Designation of a partnership representative (and appointment of a
designated individual, if applicable) by the partnership during the 30-
day period described in paragraph (f)(1) of this section must be made in
accordance with forms, instructions, and other guidance prescribed by
the IRS. If the partnership fails to provide all information required by
forms, instructions, and other guidance, the partnership will have
failed to make a designation (and appointment, if applicable). If the
partnership does not fully comply with the requirement of this paragraph
(f)(3) within the 30-day period described in paragraph (f)(1) of this
section, the IRS will designate a partnership representative (and
appoint a designated individual, if applicable).
(4) No opportunity for designation by the partnership in the case of
multiple revocations. In the event that the IRS determines a partnership
representative designation is not in effect due to multiple revocations
as described in paragraph (e)(7) of this section, the partnership will
not be given an opportunity to designate the successor partnership
representative prior to the designation by the IRS as described in
paragraph (f)(5) of this section. However, see paragraph (e)(6) of this
section regarding revocation of a partnership representative designated
by the IRS.
(5) Designation by the IRS--(i) In general. The IRS designates a
partnership representative under this paragraph (f)(5) by notifying the
partnership of
[[Page 229]]
the name, address, and telephone number of the new partnership
representative. If the IRS designates an entity partnership
representative, the IRS will also appoint a designated individual to act
on behalf of the entity partnership representative. The designation of a
partnership representative (and appointment of a designated individual,
if applicable) by the IRS is effective on the date on which the IRS
mails the notification of the designation (and appointment, if
applicable) to the partnership. The IRS will also mail a copy of the
notification of the designation (and appointment, if applicable) to the
new partnership representative (through the new designated individual,
if applicable) that has been designated (and appointed, if applicable)
by the IRS under this section.
(ii) Factors considered when partnership representative designated
by the IRS. The IRS will ordinarily consider one or more of the factors
set forth in this paragraph (f)(5)(ii) when determining whom to
designate as partnership representative. No single factor is
determinative, and other than as described in paragraph (f)(5)(iii) of
this section, the IRS may exercise its discretion to designate a person
as partnership representative even if none of the factors are applicable
to such person. The factors are not requirements for eligibility to be
designated by the IRS as partnership representative; the only
requirements for eligibility are described under paragraph (b) of this
section. The IRS is not obligated to search for or otherwise seek out
information related to the factors, and the fact that the IRS is aware
of any information related to such factors does not obligate the IRS to
designate a particular person. Although the IRS may designate any person
to be the partnership representative, a principal consideration in
determining whom to designate as a partnership representative is whether
there is a reviewed year partner that is eligible to serve as the
partnership representative in accordance with paragraph (b)(1) of this
section or whether there is a partner at the time the partnership
representative designation is made that is eligible to serve as the
partnership representative. Other factors that will ordinarily be
considered by the IRS in determining whom to designate as a partnership
representative include, but are not limited to:
(A) The views of the partners having a majority interest in the
partnership regarding the designation;
(B) The general knowledge of the person in tax matters and the
administrative operation of the partnership;
(C) The person's access to the books and records of the partnership;
(D) Whether the person is a United States person (within the meaning
of section 7701(a)(30)); and
(E) The profits interest of the partner in the case of a partner.

§ GIVEN DATA
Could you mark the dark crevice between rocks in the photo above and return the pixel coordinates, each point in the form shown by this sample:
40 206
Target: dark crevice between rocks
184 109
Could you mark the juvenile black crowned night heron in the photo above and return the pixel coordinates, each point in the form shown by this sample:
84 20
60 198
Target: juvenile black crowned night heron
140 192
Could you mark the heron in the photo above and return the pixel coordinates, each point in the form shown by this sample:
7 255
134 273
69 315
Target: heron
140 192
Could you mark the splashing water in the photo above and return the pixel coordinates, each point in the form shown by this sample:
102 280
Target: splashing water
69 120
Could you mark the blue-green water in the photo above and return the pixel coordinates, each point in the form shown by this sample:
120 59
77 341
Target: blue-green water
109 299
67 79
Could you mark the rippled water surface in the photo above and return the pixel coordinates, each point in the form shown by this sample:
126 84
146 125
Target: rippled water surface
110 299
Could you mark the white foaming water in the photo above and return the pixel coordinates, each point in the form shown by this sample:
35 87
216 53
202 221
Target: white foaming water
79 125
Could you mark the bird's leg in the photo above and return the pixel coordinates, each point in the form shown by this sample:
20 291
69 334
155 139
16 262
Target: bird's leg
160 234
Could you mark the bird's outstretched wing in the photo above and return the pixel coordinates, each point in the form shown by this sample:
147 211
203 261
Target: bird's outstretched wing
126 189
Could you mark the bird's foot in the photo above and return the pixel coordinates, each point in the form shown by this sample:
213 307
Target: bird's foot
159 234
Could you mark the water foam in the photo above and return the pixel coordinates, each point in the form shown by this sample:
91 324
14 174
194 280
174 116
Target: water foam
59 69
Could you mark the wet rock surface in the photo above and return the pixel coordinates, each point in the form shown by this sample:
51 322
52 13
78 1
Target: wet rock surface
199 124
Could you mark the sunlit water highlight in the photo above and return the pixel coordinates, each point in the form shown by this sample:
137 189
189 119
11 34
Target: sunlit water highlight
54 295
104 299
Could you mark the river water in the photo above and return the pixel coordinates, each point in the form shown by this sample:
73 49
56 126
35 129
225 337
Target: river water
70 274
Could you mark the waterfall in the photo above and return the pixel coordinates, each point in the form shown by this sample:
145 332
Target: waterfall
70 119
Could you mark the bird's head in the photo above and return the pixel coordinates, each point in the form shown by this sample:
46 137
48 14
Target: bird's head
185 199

§ TASK INSTRUCTIONS
1. In the partnership representative regulation above, rewrite the paragraph beginning "Designation by the IRS--(i) In general" as a short bulleted list that keeps its main facts.
2. Answer these questions from the partnership representative regulation above:
(a) Within what period must the partnership make its designation under paragraph (f)(3)?
(b) When the IRS finds a designation is not in effect due to multiple revocations, does the partnership get an opportunity to designate the successor before the IRS does?
(c) Where are the only eligibility requirements for being designated by the IRS as partnership representative described?

§ SOLVED TASKS
1.
- The IRS designates a partnership representative by notifying the partnership of the new representative's name, address, and telephone number.
- If the IRS designates an entity partnership representative, it also appoints a designated individual to act on the entity's behalf.
- The designation, and any appointment, takes effect on the date the IRS mails the notification to the partnership.
- The IRS also mails a copy of the notification to the new partnership representative, through the new designated individual if applicable.

2.
(a) The 30-day period described in paragraph (f)(1).
(b) No, the partnership is not given that opportunity.
(c) In paragraph (b) of this section.